# Goal of the exercise:
An exact copy of every record below is required, with the pictures left out.

[Records contained in a dataset]
= = = = = = =

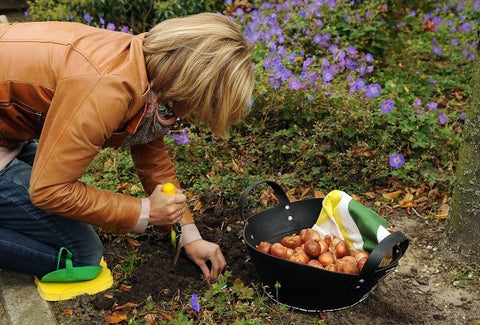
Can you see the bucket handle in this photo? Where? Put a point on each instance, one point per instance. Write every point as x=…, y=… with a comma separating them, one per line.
x=279, y=193
x=396, y=240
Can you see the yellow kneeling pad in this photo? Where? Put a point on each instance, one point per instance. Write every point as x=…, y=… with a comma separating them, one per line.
x=56, y=291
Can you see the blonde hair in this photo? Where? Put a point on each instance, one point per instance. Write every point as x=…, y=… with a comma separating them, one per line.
x=201, y=63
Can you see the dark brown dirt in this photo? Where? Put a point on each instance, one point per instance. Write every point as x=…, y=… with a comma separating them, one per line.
x=418, y=292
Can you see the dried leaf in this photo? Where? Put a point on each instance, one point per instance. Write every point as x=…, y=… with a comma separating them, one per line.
x=124, y=287
x=236, y=168
x=356, y=198
x=150, y=319
x=166, y=316
x=433, y=194
x=421, y=199
x=132, y=242
x=115, y=317
x=406, y=202
x=304, y=192
x=67, y=312
x=198, y=206
x=126, y=305
x=442, y=212
x=392, y=195
x=369, y=195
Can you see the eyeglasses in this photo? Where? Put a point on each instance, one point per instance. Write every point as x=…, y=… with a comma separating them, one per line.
x=165, y=111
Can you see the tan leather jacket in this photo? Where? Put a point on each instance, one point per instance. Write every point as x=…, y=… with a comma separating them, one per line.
x=77, y=89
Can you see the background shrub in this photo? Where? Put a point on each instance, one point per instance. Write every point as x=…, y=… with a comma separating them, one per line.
x=350, y=94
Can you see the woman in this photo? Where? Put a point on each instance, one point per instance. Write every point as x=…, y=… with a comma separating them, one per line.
x=78, y=89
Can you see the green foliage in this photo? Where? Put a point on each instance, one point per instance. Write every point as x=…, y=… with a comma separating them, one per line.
x=226, y=301
x=135, y=16
x=113, y=170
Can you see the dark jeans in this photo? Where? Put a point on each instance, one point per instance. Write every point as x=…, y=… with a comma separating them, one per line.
x=30, y=238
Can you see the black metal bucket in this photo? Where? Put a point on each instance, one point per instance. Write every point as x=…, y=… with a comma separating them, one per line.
x=304, y=287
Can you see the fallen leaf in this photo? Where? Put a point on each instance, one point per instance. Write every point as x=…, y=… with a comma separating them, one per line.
x=318, y=194
x=369, y=195
x=406, y=202
x=67, y=312
x=150, y=319
x=132, y=242
x=421, y=199
x=198, y=206
x=236, y=168
x=126, y=305
x=304, y=192
x=166, y=316
x=356, y=198
x=124, y=287
x=392, y=195
x=442, y=212
x=115, y=317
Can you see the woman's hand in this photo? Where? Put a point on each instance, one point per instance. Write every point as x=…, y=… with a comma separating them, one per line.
x=166, y=209
x=201, y=251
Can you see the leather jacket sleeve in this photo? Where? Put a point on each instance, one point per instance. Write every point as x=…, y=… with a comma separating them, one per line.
x=70, y=140
x=154, y=167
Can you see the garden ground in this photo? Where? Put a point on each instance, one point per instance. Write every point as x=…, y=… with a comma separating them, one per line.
x=425, y=288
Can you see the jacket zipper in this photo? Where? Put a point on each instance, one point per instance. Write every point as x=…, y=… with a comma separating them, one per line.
x=24, y=108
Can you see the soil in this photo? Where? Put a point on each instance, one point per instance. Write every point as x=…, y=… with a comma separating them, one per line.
x=419, y=291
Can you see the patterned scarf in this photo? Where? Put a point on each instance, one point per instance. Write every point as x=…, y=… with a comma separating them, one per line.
x=150, y=128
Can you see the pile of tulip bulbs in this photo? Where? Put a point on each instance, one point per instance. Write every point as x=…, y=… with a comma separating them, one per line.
x=308, y=247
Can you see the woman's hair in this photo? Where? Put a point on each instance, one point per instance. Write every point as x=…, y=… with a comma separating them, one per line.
x=201, y=63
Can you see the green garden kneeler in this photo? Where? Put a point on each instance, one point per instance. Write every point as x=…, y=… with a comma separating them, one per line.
x=342, y=216
x=69, y=282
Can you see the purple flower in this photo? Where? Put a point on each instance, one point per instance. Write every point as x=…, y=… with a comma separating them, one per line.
x=373, y=90
x=327, y=75
x=454, y=42
x=437, y=50
x=194, y=303
x=368, y=57
x=351, y=51
x=295, y=84
x=397, y=160
x=417, y=103
x=87, y=18
x=442, y=118
x=465, y=27
x=387, y=106
x=239, y=12
x=432, y=106
x=360, y=83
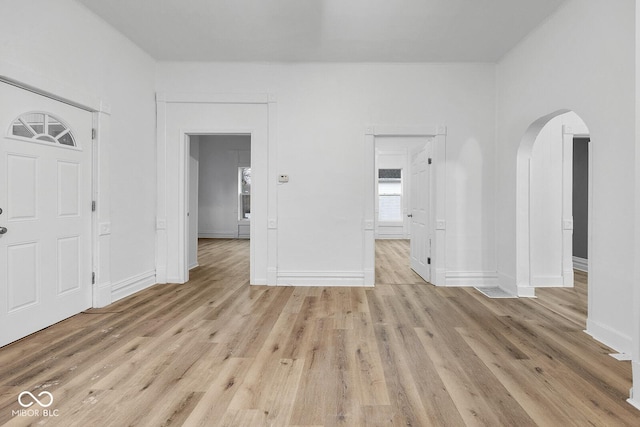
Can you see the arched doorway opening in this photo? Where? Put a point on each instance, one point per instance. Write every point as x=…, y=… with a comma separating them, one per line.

= = = = = = =

# Exercise response:
Can you see the bucket handle in this photo? Where? Put a point on each instance, one point per instance. Write every point as x=…, y=… with a comma separating them, one per line.
x=279, y=193
x=396, y=240
Can you see the yellow kneeling pad in this photo? Where? Put a point on each instance, one point per instance. Write every point as x=…, y=… with a comma separating them, one per line.
x=56, y=291
Can you see the blonde hair in this photo? Where? Put a point on each instance, one point per instance. Write every point as x=…, y=… with a comma separating them, one per line.
x=201, y=63
Can you see the dark brown dirt in this photo? Where? Put a point on each instance, one point per instance. Write every point as x=…, y=… with a comma separating them, one per line.
x=418, y=292
Can you see the dried leaf in this photo? Where? Put a point on each instance, one point per instance. Write every point as x=…, y=… with a comma separating them, one per line.
x=124, y=287
x=236, y=168
x=356, y=198
x=150, y=319
x=166, y=316
x=433, y=194
x=421, y=199
x=132, y=242
x=115, y=317
x=406, y=202
x=304, y=192
x=67, y=312
x=198, y=206
x=126, y=305
x=442, y=212
x=392, y=195
x=369, y=195
Can you see the eyeglasses in this photo? Where? Put a point on each instance, one point per instance. Write every point as x=…, y=… with a comma separating them, one per line.
x=165, y=111
Can you see the tan leather jacket in this photo? Where? Put a point on each instance, one point per instance. Write every point as x=…, y=… with a comma separating them, one per line.
x=77, y=89
Can you see the background shrub in this photo? Where? Put a point on each instance, one point per instance. Write every point as x=…, y=… with a comma separating them, one per line.
x=350, y=94
Can you see the woman in this photo? Where? Put a point on each instance, one point per instance. Write every point as x=…, y=… with a comma separating them, one per line.
x=78, y=89
Can you see the green foliage in this photo? Where? Put a point on each instance, one point per instance. Write every point as x=…, y=… with a comma separating them, one per line.
x=226, y=301
x=135, y=16
x=113, y=170
Can you see the dark jeans in this photo? Where? Put a point on each instance, one point per instance. Write every point as x=…, y=… with a comma separating them, one per line.
x=30, y=238
Can you see the black metal bucket in this photo? Where? Put a point on each instance, one point per instance. Write every point as x=…, y=… with a comma separating them, one per line.
x=304, y=287
Can you see the fallen leaf in this photo? Where? Put a point on each instance, one point per instance. Write every point as x=…, y=… with a comma separating them, one per line.
x=318, y=194
x=369, y=195
x=406, y=202
x=67, y=312
x=150, y=319
x=132, y=242
x=421, y=199
x=198, y=206
x=236, y=168
x=126, y=305
x=304, y=192
x=166, y=316
x=356, y=198
x=124, y=287
x=392, y=195
x=442, y=212
x=115, y=317
Can you see the woman's hand in this photo? Where? Put a point on each instance, one point per instance. Write every point as x=…, y=… with a comma separating them, one per line.
x=166, y=209
x=201, y=251
Can you see the leather jacket sleeve in this photo? Where? Put a point on each instance, one point per instance. Write every point as x=…, y=… with a comma separating them, one per line.
x=70, y=140
x=154, y=167
Can you see the garden ground in this photo? Where? Put a point on each instance, one point per instance. Write every point as x=…, y=… with a comma separating them, one per line.
x=425, y=288
Can you see the jacket zipper in this photo? Where? Put a point on each instance, one point per instance. Write every point as x=…, y=… with a comma separating them, one per line.
x=24, y=108
Can you see the soil in this photo? Where? Put a point on each instance, one point per instance. Write every point as x=…, y=… with a comma separating them, one per line.
x=419, y=291
Can you see the patterned scarf in this photo? Where? Put a point on each instance, one point per instance. Write every point as x=…, y=… with a comma separating them, one per line.
x=150, y=128
Can you see the pile of tulip bulbs in this photo? Where? Put a point on each instance, one point per instance. Write every point as x=…, y=… with a comma separating them, one per line.
x=308, y=247
Can you see the woman's hair in this photo? Where? Put a point on each instance, one point per instance. Write every point as x=…, y=… with a comma separating them, one per line.
x=201, y=63
Can you see the green garden kneeler in this photo? Where? Put a point on each instance, one point per instance. Write every point as x=…, y=… with a comma separating them, one per line.
x=342, y=216
x=69, y=282
Can you see the purple flower in this photo? Where? Put a point on each instance, one point per instance. Write every point as x=…, y=… with a comma separating them, one per line.
x=373, y=90
x=327, y=75
x=454, y=42
x=437, y=50
x=194, y=303
x=368, y=57
x=351, y=51
x=295, y=84
x=397, y=160
x=417, y=103
x=87, y=18
x=442, y=118
x=465, y=27
x=387, y=106
x=239, y=12
x=432, y=106
x=360, y=83
Can you see the arched doorway opening in this photo? Where? Put a point on each instance, one point per instance. Write every point as x=…, y=… with a comma separating them, one per line.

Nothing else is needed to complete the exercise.